#### WHAT NEEDS TO BE DONE
Which lines in the listing below contain the word "with"? Copy each of those lines and leave out all the others.
[Begin MATERIAL TO PROCESS]
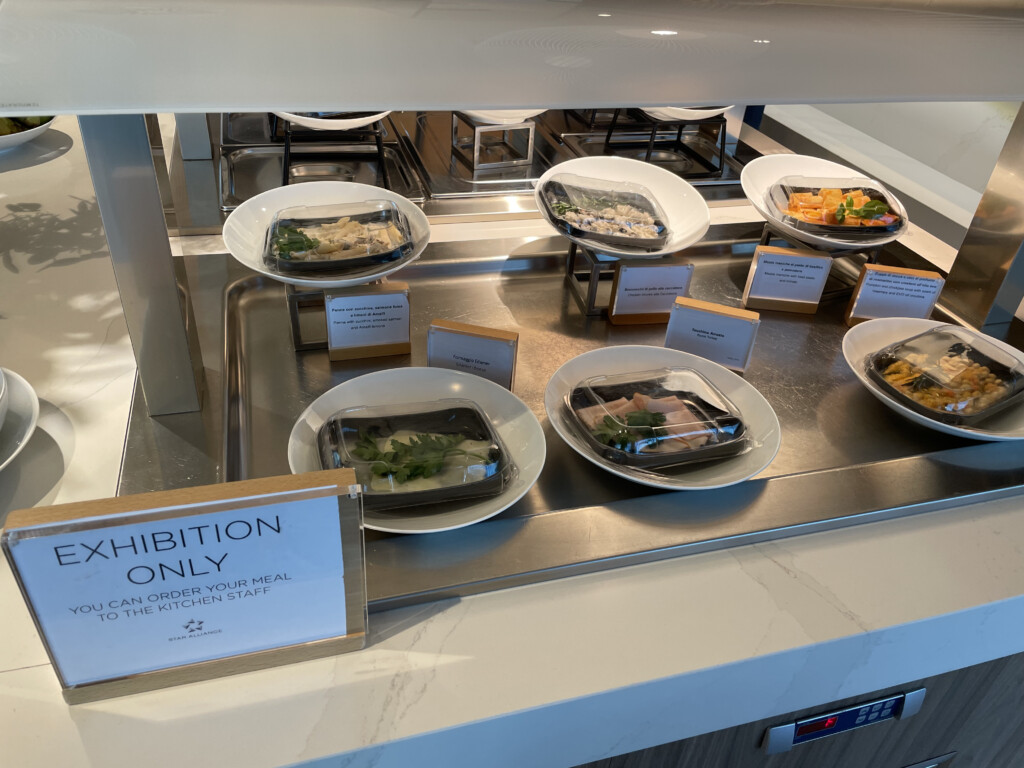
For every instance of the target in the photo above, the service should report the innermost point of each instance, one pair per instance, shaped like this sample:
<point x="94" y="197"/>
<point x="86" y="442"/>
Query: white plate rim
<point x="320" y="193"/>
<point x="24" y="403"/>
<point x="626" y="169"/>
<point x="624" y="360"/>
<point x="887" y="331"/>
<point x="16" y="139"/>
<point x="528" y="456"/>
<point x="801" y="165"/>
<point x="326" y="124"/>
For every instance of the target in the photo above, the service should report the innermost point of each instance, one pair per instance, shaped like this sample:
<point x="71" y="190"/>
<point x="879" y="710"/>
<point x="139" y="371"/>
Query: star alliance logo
[End MATERIAL TO PROCESS]
[Begin MATERIAL TO PROCESS]
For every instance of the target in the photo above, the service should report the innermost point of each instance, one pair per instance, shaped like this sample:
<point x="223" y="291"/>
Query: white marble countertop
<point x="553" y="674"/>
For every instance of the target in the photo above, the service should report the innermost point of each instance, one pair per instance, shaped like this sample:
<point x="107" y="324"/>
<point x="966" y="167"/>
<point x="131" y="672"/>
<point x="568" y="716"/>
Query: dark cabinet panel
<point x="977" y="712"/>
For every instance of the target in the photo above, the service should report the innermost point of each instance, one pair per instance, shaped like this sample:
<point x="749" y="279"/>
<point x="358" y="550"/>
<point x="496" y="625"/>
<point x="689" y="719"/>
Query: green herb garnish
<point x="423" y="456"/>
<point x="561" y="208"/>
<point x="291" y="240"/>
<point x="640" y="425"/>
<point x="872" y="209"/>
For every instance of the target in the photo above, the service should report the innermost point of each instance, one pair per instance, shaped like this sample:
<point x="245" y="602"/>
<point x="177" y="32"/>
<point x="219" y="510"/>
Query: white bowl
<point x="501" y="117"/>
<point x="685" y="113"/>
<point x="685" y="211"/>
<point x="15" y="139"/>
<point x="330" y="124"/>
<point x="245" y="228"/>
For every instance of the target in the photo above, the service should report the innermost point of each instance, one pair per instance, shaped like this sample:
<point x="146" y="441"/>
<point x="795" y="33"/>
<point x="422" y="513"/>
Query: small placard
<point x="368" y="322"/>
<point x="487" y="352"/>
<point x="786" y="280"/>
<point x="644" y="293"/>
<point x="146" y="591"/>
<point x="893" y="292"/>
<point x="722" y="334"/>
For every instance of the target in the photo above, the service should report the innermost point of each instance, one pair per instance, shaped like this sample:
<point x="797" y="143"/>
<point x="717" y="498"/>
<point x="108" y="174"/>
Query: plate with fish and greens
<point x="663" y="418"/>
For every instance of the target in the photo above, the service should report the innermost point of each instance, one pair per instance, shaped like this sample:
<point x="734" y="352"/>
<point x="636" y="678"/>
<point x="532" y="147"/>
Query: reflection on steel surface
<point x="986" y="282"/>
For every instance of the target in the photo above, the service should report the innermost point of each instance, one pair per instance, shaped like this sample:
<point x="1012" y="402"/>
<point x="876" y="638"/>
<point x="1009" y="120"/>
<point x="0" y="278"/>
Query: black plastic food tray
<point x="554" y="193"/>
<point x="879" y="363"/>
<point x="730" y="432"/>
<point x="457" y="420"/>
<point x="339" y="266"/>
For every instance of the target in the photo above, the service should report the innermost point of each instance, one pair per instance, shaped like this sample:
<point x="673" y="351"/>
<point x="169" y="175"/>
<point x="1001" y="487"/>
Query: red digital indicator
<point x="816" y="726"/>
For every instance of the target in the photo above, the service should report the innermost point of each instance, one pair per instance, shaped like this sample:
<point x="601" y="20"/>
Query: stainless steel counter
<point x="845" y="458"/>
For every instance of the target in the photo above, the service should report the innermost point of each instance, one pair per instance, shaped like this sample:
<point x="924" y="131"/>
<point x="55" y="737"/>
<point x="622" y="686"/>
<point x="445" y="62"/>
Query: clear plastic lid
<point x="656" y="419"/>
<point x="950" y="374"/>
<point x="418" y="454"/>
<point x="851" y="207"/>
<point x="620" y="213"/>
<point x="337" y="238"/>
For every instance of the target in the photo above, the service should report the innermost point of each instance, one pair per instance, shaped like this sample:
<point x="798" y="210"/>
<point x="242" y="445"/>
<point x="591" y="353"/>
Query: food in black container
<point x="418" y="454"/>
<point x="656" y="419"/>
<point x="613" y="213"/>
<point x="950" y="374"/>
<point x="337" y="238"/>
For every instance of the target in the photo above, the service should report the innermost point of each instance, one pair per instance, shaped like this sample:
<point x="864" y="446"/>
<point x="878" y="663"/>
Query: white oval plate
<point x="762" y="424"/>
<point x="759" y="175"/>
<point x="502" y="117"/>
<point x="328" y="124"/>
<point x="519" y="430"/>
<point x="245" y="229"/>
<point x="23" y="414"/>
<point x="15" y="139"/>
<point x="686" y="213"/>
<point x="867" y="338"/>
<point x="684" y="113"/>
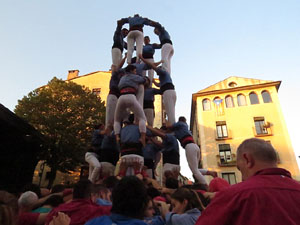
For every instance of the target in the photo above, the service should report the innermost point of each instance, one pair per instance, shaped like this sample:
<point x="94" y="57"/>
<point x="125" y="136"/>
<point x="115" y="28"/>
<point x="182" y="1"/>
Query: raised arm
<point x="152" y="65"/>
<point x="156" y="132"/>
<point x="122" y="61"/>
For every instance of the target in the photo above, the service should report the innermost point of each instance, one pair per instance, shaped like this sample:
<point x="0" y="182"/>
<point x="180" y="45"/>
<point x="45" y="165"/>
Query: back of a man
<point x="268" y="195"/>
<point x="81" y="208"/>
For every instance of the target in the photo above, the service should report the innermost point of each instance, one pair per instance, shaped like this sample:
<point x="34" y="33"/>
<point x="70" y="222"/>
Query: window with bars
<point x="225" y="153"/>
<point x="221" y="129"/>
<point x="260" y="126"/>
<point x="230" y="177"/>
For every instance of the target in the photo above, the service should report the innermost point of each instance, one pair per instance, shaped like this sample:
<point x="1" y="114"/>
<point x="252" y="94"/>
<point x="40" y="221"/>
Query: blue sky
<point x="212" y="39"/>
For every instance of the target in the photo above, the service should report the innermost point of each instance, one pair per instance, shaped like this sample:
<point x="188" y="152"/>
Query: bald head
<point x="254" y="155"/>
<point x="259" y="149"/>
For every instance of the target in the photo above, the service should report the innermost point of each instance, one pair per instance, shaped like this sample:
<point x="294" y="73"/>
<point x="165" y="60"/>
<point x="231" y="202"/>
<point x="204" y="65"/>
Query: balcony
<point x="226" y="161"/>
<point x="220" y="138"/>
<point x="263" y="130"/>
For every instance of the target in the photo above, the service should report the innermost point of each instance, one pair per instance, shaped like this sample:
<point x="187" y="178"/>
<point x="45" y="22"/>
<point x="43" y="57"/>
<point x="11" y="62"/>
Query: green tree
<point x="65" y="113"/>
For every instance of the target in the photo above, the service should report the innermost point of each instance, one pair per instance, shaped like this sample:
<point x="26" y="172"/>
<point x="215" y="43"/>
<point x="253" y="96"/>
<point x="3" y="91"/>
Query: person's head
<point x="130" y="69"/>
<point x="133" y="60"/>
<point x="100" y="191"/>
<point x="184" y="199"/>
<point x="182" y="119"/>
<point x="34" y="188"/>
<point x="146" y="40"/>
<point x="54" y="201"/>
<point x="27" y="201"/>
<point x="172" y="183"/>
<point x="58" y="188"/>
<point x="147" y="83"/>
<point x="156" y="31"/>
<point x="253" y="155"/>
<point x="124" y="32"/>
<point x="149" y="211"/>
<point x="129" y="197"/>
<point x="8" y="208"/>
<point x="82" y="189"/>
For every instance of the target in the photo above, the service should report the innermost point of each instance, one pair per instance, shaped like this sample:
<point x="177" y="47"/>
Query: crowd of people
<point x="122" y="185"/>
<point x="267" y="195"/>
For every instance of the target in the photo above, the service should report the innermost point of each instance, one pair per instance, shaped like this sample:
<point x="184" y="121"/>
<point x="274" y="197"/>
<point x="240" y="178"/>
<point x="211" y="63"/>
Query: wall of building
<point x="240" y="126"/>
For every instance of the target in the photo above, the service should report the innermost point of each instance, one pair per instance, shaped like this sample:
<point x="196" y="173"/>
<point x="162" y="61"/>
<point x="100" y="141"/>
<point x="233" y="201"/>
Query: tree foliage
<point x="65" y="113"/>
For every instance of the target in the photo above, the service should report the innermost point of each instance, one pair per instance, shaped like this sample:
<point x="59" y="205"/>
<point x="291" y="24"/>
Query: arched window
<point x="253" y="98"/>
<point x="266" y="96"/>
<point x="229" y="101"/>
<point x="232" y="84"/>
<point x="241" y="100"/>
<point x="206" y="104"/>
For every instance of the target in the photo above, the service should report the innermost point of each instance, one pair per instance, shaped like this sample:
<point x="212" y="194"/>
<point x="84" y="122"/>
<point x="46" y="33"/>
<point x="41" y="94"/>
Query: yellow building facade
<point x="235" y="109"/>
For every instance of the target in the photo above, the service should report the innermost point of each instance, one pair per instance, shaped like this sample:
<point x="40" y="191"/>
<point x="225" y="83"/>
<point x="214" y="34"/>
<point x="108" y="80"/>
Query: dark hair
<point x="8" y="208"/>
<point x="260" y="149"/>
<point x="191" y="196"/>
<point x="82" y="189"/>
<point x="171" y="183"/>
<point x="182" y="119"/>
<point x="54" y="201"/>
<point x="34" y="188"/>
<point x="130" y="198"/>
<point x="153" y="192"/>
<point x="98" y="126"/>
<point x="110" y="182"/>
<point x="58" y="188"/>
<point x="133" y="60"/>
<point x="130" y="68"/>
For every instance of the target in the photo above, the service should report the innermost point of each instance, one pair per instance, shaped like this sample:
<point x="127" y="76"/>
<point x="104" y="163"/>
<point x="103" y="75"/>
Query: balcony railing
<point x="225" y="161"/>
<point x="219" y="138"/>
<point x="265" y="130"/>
[End MATERIAL TO PROCESS]
#### EXPECTED OUTPUT
Query: plate with fish and greens
Query: window with bars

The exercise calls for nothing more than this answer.